-- begin --

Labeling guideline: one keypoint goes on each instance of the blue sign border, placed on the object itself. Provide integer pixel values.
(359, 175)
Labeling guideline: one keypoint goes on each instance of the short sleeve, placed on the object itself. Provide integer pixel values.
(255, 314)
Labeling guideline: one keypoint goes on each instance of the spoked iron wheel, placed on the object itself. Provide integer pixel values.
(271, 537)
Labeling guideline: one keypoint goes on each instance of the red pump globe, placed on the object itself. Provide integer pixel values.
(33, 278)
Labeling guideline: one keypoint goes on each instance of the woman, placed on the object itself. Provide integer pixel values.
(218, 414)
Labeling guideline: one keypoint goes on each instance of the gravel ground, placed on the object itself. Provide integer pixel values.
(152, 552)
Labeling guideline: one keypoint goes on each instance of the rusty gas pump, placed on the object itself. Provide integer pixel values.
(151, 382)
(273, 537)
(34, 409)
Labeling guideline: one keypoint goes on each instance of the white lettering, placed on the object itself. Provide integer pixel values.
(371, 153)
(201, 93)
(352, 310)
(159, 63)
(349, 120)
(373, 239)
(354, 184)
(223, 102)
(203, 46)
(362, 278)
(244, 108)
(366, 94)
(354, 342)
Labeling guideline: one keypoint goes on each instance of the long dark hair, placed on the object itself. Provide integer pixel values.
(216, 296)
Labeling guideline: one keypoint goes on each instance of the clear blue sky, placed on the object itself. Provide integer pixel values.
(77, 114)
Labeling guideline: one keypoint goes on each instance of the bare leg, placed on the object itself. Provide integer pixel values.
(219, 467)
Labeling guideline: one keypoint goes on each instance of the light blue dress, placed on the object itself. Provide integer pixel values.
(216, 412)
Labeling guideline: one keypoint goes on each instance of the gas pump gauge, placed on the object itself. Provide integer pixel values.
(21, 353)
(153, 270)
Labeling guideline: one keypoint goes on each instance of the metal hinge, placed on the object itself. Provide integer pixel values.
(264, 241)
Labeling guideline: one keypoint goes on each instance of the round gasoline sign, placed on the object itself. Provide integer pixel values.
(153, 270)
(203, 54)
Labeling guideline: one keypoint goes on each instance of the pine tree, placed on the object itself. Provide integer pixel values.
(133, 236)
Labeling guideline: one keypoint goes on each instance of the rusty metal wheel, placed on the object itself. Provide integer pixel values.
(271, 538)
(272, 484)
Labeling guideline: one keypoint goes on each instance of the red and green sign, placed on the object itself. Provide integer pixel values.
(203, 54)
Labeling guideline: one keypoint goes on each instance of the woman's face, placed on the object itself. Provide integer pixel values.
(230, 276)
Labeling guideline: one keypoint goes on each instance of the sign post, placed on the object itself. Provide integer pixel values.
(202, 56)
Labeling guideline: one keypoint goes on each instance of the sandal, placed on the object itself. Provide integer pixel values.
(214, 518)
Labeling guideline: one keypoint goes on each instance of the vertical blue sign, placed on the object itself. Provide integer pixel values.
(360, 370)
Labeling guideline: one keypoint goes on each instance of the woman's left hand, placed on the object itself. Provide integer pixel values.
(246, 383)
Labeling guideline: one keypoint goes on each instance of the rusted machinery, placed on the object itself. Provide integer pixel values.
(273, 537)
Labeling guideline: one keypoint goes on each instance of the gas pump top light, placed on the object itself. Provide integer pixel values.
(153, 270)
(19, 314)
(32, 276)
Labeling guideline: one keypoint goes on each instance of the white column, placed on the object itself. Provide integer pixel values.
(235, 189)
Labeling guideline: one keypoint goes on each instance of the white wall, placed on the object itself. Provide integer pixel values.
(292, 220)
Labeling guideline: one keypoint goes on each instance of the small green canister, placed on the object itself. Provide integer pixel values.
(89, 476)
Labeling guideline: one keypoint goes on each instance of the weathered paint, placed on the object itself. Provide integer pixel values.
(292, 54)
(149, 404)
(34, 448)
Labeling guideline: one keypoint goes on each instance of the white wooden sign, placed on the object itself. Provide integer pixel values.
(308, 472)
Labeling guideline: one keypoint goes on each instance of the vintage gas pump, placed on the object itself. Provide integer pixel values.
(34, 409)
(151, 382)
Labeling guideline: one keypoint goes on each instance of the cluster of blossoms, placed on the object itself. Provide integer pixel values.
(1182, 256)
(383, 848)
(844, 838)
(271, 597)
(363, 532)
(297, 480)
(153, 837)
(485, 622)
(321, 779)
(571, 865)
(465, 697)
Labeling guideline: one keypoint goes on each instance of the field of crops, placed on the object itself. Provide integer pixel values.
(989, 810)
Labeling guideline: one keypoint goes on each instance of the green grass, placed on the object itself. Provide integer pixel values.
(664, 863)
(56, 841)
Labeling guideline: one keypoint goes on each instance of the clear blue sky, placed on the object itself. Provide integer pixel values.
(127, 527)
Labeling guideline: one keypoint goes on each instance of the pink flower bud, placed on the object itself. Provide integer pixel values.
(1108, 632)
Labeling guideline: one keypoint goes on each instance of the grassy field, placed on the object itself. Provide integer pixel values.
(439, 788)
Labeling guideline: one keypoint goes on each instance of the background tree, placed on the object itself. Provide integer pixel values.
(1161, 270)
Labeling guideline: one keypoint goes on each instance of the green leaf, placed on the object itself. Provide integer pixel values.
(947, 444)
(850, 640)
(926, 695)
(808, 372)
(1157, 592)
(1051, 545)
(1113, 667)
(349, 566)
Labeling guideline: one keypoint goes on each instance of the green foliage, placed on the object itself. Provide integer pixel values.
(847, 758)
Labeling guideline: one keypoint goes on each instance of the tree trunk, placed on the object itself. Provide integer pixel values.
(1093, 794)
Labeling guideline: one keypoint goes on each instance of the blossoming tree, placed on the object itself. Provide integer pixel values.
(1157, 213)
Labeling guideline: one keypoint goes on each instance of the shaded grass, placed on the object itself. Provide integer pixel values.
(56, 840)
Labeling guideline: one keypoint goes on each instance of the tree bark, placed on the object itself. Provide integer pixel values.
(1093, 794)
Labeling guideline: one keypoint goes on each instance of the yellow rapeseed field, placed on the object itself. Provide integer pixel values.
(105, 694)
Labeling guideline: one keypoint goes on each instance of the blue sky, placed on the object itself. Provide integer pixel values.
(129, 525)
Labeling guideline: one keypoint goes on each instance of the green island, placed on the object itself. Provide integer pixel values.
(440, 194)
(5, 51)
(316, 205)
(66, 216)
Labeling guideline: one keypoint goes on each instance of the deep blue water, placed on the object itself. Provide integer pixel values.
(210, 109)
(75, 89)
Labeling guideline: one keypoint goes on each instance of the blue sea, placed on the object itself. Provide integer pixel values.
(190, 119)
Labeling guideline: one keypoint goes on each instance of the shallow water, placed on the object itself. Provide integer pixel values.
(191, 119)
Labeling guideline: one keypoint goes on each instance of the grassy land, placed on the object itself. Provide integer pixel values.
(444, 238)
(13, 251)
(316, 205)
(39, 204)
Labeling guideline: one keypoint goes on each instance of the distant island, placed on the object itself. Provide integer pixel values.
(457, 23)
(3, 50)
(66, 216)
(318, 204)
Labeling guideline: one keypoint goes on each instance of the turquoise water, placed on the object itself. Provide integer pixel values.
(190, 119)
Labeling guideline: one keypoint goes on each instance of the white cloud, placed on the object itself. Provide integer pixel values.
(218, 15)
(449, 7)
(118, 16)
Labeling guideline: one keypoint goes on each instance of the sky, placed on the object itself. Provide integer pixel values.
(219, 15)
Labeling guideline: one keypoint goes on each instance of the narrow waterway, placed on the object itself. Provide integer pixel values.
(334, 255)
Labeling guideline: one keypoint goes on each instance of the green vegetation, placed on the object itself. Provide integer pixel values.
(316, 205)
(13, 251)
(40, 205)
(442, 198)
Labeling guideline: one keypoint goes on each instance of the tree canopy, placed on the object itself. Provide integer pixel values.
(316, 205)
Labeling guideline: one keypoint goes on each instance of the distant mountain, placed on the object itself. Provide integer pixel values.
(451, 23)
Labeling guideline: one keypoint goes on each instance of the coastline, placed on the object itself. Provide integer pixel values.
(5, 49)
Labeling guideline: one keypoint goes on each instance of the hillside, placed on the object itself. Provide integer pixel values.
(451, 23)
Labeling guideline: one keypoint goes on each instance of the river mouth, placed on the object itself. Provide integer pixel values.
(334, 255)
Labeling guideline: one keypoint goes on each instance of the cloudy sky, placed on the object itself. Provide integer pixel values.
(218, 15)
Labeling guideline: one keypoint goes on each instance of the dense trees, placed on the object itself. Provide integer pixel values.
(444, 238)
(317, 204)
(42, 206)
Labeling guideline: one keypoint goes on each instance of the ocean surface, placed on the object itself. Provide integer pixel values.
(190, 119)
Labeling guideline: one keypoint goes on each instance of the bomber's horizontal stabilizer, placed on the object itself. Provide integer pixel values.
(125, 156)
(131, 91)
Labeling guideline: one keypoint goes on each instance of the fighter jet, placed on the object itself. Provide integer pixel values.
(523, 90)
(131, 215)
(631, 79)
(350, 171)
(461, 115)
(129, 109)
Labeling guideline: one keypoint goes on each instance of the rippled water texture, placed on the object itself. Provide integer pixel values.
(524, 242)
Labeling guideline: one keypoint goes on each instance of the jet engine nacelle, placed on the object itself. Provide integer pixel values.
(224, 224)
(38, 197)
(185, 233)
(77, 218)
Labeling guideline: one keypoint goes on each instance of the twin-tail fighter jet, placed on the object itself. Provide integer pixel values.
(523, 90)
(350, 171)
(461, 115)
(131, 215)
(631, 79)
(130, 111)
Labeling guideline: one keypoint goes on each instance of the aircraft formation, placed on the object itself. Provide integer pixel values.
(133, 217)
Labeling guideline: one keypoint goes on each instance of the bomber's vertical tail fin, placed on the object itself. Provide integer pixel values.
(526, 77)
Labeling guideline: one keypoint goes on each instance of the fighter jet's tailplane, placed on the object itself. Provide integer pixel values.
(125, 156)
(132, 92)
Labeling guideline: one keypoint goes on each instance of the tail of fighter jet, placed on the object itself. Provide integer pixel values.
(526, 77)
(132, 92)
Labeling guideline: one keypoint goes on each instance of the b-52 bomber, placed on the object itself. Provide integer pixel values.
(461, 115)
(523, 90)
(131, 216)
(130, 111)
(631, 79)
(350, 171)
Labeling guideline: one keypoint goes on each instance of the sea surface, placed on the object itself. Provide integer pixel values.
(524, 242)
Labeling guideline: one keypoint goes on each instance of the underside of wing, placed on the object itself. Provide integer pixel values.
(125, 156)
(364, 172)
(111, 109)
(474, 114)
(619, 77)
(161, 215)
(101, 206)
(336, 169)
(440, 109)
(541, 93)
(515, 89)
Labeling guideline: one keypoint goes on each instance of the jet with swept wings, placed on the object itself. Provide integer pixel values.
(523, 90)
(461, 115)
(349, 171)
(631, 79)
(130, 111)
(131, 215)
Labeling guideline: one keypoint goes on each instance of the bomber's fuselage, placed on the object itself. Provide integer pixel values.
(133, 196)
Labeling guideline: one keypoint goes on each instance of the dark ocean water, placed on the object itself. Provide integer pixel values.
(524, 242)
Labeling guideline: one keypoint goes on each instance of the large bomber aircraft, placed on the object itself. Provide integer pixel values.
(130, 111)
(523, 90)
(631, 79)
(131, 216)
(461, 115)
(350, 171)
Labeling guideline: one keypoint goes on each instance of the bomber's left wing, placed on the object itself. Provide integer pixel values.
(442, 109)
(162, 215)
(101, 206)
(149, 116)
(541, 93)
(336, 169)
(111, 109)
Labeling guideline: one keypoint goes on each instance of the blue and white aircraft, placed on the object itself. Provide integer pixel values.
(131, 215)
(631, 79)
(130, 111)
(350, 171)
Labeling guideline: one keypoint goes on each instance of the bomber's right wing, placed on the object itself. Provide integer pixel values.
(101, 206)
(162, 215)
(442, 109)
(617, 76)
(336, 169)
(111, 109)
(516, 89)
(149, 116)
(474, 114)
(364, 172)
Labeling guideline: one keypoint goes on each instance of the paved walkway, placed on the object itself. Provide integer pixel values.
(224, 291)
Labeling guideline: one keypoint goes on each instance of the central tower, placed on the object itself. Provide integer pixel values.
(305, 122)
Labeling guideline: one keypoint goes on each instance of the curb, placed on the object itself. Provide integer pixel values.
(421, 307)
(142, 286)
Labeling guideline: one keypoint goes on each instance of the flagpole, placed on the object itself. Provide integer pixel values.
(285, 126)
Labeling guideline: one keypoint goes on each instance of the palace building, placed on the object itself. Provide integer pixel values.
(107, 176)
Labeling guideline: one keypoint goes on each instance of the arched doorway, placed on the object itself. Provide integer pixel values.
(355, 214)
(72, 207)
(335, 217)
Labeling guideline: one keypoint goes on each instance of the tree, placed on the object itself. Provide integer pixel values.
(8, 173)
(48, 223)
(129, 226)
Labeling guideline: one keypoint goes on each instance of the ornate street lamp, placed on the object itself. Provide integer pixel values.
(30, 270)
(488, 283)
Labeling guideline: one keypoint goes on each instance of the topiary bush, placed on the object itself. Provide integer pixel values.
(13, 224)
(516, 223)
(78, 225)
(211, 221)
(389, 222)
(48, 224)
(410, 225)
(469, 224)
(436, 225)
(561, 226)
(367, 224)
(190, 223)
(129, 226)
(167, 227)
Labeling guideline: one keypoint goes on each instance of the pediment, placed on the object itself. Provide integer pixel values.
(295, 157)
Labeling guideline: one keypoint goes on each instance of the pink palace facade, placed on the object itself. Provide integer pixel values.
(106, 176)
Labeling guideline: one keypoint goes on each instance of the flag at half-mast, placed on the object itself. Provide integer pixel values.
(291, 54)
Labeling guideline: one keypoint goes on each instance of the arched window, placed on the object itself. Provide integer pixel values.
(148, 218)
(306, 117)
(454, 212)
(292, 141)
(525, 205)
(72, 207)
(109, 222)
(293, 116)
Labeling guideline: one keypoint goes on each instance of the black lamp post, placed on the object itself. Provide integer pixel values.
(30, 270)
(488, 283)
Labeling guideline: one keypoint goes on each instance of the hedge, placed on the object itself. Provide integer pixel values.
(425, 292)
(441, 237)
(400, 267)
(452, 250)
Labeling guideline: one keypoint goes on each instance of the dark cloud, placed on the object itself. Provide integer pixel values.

-- end --

### Exercise requirements
Every line from the line containing "the flagpole, placed" to the last line of the material above must be repeated exactly, and no other line.

### Expected answer
Labeling guideline: one keypoint goes on each instance of the flagpole, placed on the object itself. Provide integer pixel values.
(285, 126)
Labeling guideline: one keypoint goes on each instance of the palace building, placed on the object itself. Provide integer pixel values.
(107, 176)
Labeling guideline: one keypoint goes on each instance of the arched doorway, placed on the object itself. Provide integer pixel values.
(355, 214)
(72, 207)
(335, 217)
Labeling guideline: one keypoint goes on each instance of the tree, placed on the object itself. Provide integer pixel values.
(8, 173)
(48, 223)
(129, 226)
Labeling guideline: one keypoint goes on each instance of the ornate street lamp, placed on the object itself. Provide integer pixel values.
(30, 270)
(488, 283)
Labeling guideline: one keypoint goes on each instance of the topiary bush, placed on the object itself. Provide integer pixel values.
(13, 224)
(516, 223)
(78, 225)
(211, 221)
(389, 222)
(48, 224)
(410, 225)
(469, 224)
(436, 225)
(561, 226)
(367, 224)
(190, 223)
(129, 226)
(167, 227)
Labeling guideline: one keypoint goes on each instance of the pediment, placed on the object itself. Provide integer pixel values.
(295, 157)
Labeling guideline: one keypoint goes on each instance of the pink palace facade, placed on the object itself. Provide integer pixel values.
(106, 176)
Labeling guideline: one keypoint goes on each instance of the flag at half-mast, placed on the object itself. Provide integer pixel values.
(291, 54)
Labeling guideline: one keypoint goes on each instance of the arched window, placed on the object itself. Provide integer pixel values.
(148, 218)
(306, 117)
(454, 212)
(292, 141)
(525, 205)
(72, 207)
(109, 222)
(293, 116)
Labeling guideline: one keypoint goes on each instance of the black lamp post, placed on the object itself. Provide integer pixel values.
(30, 270)
(488, 283)
Labeling guideline: one keypoint goes on each instance of the hedge, placed on the object itself. Provide integer pixel values.
(425, 292)
(441, 237)
(400, 267)
(452, 250)
Labeling guideline: one keypoint goes on each instance of the dark cloud, placed on the object itself. Provide integer pixel values.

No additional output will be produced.